--- DATA SUPPLIED Enclosed Below ---

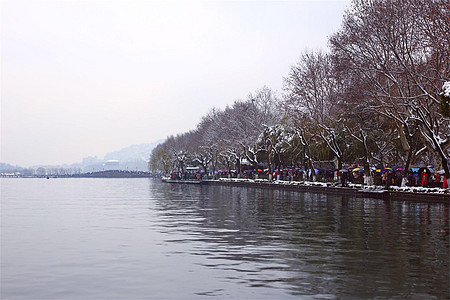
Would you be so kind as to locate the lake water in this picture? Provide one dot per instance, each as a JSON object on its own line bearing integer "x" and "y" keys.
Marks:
{"x": 141, "y": 238}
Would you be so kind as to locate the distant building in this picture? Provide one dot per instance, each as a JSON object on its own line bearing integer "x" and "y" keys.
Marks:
{"x": 112, "y": 164}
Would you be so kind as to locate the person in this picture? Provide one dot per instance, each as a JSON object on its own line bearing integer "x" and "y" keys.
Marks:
{"x": 389, "y": 179}
{"x": 437, "y": 179}
{"x": 384, "y": 178}
{"x": 424, "y": 178}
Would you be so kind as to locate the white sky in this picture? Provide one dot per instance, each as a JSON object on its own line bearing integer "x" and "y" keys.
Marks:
{"x": 81, "y": 78}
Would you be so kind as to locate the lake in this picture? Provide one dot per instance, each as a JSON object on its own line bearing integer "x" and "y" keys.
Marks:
{"x": 141, "y": 238}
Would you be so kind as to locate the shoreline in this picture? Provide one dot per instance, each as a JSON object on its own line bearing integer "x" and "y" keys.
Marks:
{"x": 416, "y": 194}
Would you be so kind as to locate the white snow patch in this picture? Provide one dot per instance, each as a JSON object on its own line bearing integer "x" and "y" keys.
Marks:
{"x": 446, "y": 89}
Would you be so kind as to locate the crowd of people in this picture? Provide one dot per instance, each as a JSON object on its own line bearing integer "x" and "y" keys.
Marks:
{"x": 425, "y": 177}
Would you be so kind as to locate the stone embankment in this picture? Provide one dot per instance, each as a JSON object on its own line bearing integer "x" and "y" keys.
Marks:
{"x": 419, "y": 194}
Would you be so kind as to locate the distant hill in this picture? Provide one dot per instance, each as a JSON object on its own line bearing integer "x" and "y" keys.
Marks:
{"x": 131, "y": 158}
{"x": 132, "y": 153}
{"x": 8, "y": 167}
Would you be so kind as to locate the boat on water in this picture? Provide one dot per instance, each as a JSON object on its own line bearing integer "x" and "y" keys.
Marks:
{"x": 188, "y": 181}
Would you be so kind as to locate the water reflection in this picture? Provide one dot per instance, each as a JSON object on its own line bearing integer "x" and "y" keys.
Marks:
{"x": 312, "y": 244}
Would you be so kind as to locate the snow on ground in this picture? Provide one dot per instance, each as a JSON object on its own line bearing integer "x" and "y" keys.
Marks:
{"x": 446, "y": 88}
{"x": 409, "y": 189}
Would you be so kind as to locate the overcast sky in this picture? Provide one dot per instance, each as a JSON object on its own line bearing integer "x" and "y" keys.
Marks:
{"x": 81, "y": 78}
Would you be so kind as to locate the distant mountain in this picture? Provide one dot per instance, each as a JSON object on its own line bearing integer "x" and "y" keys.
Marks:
{"x": 8, "y": 167}
{"x": 132, "y": 158}
{"x": 132, "y": 153}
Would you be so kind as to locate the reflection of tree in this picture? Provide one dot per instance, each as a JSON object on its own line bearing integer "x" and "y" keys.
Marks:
{"x": 312, "y": 243}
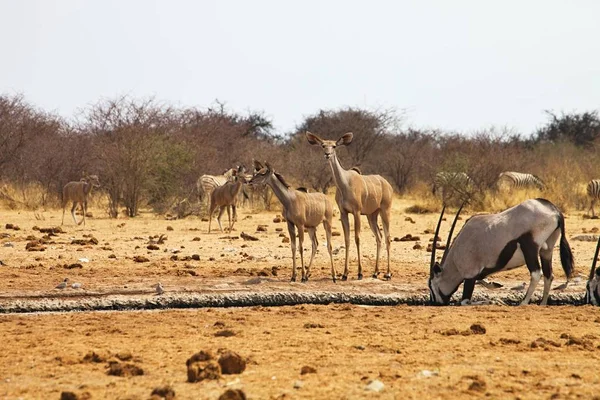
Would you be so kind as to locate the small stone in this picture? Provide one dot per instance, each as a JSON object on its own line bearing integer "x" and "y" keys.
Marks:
{"x": 232, "y": 363}
{"x": 375, "y": 386}
{"x": 307, "y": 370}
{"x": 233, "y": 394}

--- End of Enclosed DATA SUPPLIED ---

• [WHAT IS NEEDED]
Print the entries again exactly as they appear above. Do not print the pictures.

• [EXERCISE OUTPUT]
Would you be so kind as to locate the lake water in this picture? Provide one dot per instance, each as a JSON object on its own line bearing integer "x" and "y" keys.
Marks:
{"x": 141, "y": 238}
Would you be so kind as to locate the distant building in this picture? Provide one dot per instance, each as a JSON object on its own line bearing integer "x" and "y" keys.
Marks:
{"x": 112, "y": 164}
Would you be so kind as to locate the person in this picture? Provide one dot per instance, each as a JSON object on its own line bearing integer "x" and "y" keys.
Marks:
{"x": 389, "y": 179}
{"x": 437, "y": 179}
{"x": 384, "y": 178}
{"x": 424, "y": 178}
Would you be so kind as to locate the white sky in this picture? Provide one dot per instance, each as a JSON object on its own line bearing integer "x" and "y" keys.
Marks:
{"x": 81, "y": 78}
Would you be so kind as to locate the lake in this picture? Provide one dot per instance, each as a JSON object on its own line bearing integer "x" and "y" keys.
Marks:
{"x": 141, "y": 238}
Would you be so kind as to locate the shoreline in this picture? Provide one dot per instance, each as a JSON object on its own line bearing integer "x" and "y" keys.
Marks:
{"x": 416, "y": 194}
Would you be so kind as to locate the white snow patch in this picture? Provide one dot per instance, each as a JSON object on its own line bearing integer "x" and "y" keys.
Marks:
{"x": 446, "y": 89}
Would you be so kind as to locate the crowd of people in this picture? Provide one dot per instance, each as a JSON object on its own line bearing integer "x" and "y" keys.
Marks:
{"x": 425, "y": 177}
Would you be so kind as to locate the stone embankment in this picture? Provide one dot per instance, each as a JSON object on its own line bearing integer "x" and "y" keys.
Marks:
{"x": 419, "y": 194}
Would you be so kind as to locate the distant hill in this picture? Provide one dot per instance, each as a JSON object on its own line bearing integer "x" and "y" keys.
Marks:
{"x": 131, "y": 158}
{"x": 132, "y": 153}
{"x": 8, "y": 167}
Would you be so kind as to locate the boat on water in this picture? Provide one dot per instance, each as a JSON object on its own line bearing integer "x" and "y" keys.
Marks:
{"x": 188, "y": 181}
Would you be so kind as to locate the water reflection in this picture? Provide one dot per instance, each as a JSON object on its own line bearing integer "x" and "y" keys.
Marks:
{"x": 312, "y": 244}
Would you be so kind as to locate the snow on ground in this picture? Provide one dot per instance, each as a JSON object on its own line bearing integer "x" and "y" keys.
Marks:
{"x": 446, "y": 88}
{"x": 409, "y": 189}
Would you be so kind as to locate the overcast sky in this picture? Provide one dot per instance, each as a JSON object on its own line bearing integer "x" and "y" keys.
Marks:
{"x": 81, "y": 78}
Would you be so kind as to locate the distant mountain in this picture? Provide one dot per instance, each as a JSON object on its own line bearing integer "x" and "y" keys.
Marks:
{"x": 8, "y": 167}
{"x": 132, "y": 158}
{"x": 132, "y": 153}
Would you be so kind as to locate the reflection of tree in this picture? Provide one dot per instance, each as a JSON object on its own line bearing integer "x" and "y" keys.
Marks:
{"x": 312, "y": 243}
Would you be so kind as to locate the small stone in this picture? Provide one dot per instance, each as a JSON object on its own line bearing integer "x" and "y" keys.
Marks:
{"x": 232, "y": 363}
{"x": 375, "y": 386}
{"x": 307, "y": 370}
{"x": 233, "y": 394}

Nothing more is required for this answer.